Reproduce the material in full, unchanged.

--- Start Record extracts ---

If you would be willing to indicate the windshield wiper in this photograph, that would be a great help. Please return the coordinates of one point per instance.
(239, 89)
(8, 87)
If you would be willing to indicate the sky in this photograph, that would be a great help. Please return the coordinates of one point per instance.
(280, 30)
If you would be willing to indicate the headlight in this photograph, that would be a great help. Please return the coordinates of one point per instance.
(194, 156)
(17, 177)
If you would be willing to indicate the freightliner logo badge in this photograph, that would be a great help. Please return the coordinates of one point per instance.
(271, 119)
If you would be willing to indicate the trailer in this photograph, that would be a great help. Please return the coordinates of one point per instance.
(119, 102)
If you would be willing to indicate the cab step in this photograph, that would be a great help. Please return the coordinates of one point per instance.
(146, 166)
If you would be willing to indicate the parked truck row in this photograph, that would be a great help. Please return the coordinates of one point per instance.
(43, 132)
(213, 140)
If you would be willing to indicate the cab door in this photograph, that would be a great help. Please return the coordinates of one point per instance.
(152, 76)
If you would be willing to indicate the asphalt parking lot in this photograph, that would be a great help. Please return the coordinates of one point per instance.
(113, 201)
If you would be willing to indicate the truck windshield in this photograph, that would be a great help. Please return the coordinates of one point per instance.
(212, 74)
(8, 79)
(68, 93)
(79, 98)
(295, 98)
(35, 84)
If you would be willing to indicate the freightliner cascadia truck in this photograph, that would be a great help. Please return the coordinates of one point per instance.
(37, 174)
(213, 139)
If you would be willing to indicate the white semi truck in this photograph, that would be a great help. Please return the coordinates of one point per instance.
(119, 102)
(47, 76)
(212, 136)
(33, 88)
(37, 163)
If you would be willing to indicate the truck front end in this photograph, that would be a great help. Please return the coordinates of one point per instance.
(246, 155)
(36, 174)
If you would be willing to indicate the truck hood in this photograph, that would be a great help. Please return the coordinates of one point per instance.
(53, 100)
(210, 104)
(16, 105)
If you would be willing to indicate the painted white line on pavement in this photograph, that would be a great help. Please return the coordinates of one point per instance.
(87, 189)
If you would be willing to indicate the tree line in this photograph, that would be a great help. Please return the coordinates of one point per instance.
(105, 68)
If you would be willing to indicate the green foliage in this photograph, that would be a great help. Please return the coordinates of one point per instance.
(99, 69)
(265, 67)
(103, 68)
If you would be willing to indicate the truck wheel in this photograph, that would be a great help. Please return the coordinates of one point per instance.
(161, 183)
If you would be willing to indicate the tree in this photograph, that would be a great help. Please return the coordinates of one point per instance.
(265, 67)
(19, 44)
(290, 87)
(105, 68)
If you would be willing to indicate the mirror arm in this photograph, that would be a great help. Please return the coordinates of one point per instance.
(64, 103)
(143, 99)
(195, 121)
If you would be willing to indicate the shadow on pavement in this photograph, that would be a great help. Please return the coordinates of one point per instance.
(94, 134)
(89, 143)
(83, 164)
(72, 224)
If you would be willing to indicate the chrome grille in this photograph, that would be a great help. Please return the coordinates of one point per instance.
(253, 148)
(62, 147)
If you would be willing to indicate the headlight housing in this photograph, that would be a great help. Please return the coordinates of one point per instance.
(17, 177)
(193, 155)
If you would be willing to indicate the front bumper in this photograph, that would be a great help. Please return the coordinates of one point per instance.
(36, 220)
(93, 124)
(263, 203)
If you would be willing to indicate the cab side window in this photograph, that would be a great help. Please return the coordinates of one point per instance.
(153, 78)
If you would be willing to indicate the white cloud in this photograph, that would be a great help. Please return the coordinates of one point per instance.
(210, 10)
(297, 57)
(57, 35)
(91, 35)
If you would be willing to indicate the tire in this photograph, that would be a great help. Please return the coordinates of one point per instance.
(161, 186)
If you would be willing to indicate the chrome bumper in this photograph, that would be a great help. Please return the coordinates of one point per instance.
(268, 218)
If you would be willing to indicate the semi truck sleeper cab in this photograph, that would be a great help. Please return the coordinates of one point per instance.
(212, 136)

--- End Record extracts ---

- [Output for this exercise]
If you would be willing to indicate the windshield wiper in this photograph, that would be a great help. Please return the coordinates of one point per instance.
(239, 89)
(8, 87)
If you would be willing to indicate the sky in this photograph, that would be a great help. Please return the coordinates of one point per instance.
(280, 30)
If you would be willing to indicate the headlight in this photograph, that would be a great help. Please return the coordinates of one point per instance.
(194, 156)
(17, 177)
If you would be willing to indicate the freightliner logo badge in this photograph, that would be a great help. Please return the coordinates of one point per instance.
(271, 119)
If you would be willing to indicate the trailer in this photograph, that would be a great help. Please return the coordinates of one point per instance.
(119, 102)
If you would be willing to indicate the cab step in this photograph, that would be a great help. Please return the coordinates of one point per instance.
(146, 166)
If you would be willing to indicate the parked truck row in this photograph, that would be a great help. Please return the coordinates of one point per instance.
(43, 132)
(213, 140)
If you would be willing to indicate the cab door in this photograph, that would be a great help. Please return the coordinates of one point per instance.
(152, 76)
If you would be willing to indicate the asphalt parking lot in this photograph, that would be a great help. Please return the coordinates of one point per instance.
(113, 201)
If you would be willing to indicate the truck windshield in this photograph, that would be a great help. Please return the coordinates of one point per instance.
(212, 74)
(8, 79)
(68, 93)
(79, 98)
(295, 98)
(35, 84)
If you would be willing to indicate the freightliner cascadia truck in this photograph, that would be a great help. Please return the coordinates of one point per instance.
(37, 174)
(213, 139)
If you would be willing to indicate the white semi truck in this photograph, that would be a great help. Please return the coordinates of one point per instance.
(119, 102)
(47, 76)
(212, 136)
(33, 88)
(37, 163)
If you would be willing to indicate the truck front end in this photograph, that would be a great help. Please return the coordinates of one point per instance.
(246, 155)
(36, 174)
If you would be willing to indicate the truck hood in this photograph, that would be a great help. Please return the coordinates of one point per instance.
(53, 100)
(210, 104)
(16, 105)
If you would be willing to indicate the painted white line on pavement in this photograph, that would be a great help. Please return the coordinates of one point per instance.
(87, 189)
If you would be willing to indicate the tree line in this photograph, that would be a great help. Please return the coordinates of one point per instance.
(105, 68)
If you would be willing to indicate the green foliage in this photograph, that would be a great help. Please return the coordinates of one point per instance.
(99, 69)
(265, 67)
(103, 68)
If you would be willing to indicate the truck wheel in this photograph, that would be a great help. Please return the coordinates of one point per instance.
(161, 183)
If you would be willing to indicate the tree in this photograph, that would be a great help. Please return the coordinates of one point per instance.
(265, 67)
(19, 44)
(290, 87)
(105, 68)
If you would be willing to indicate the mirror arm in this photograph, that would be a great help. Please return the coordinates of one point per instance.
(64, 103)
(143, 99)
(195, 121)
If you would be willing to indicate the shadow on pavement in this photograph, that would be a great help. Please return the coordinates of one point per instance.
(94, 134)
(89, 143)
(83, 164)
(72, 224)
If you would be willing to indicate the chrome grille in this photograph, that would be a great help. Please return the coordinates of one point per instance.
(253, 148)
(62, 147)
If you would be willing to indicate the headlight housing in this photograph, that would be a great help. Please return the coordinates of one point per instance.
(17, 177)
(193, 155)
If you would be willing to indicate the front bumper in this photograph, that would be a great help. Please return the coordinates of one point per instance.
(36, 220)
(93, 124)
(263, 203)
If you would be willing to indicate the cab side window in this photograph, that would be a great help. Please return the coordinates of one point per instance.
(153, 78)
If you would be willing to indicate the white cloud in this photograph, that would be a great help. Please return the coordinates of one point per instance.
(210, 10)
(297, 57)
(57, 35)
(91, 35)
If you would be willing to indicate the tire in this photograph, that would be a great help. Please return the coordinates of one point per instance.
(161, 186)
If you would be willing to indicate the chrome bumper in this photograph, that would be a great help. Please return the coordinates of one point per instance.
(268, 218)
If you would be willing to indicate the semi truck sleeper cab in this photograph, that would be a great help. Please return the coordinates of one point per instance.
(212, 136)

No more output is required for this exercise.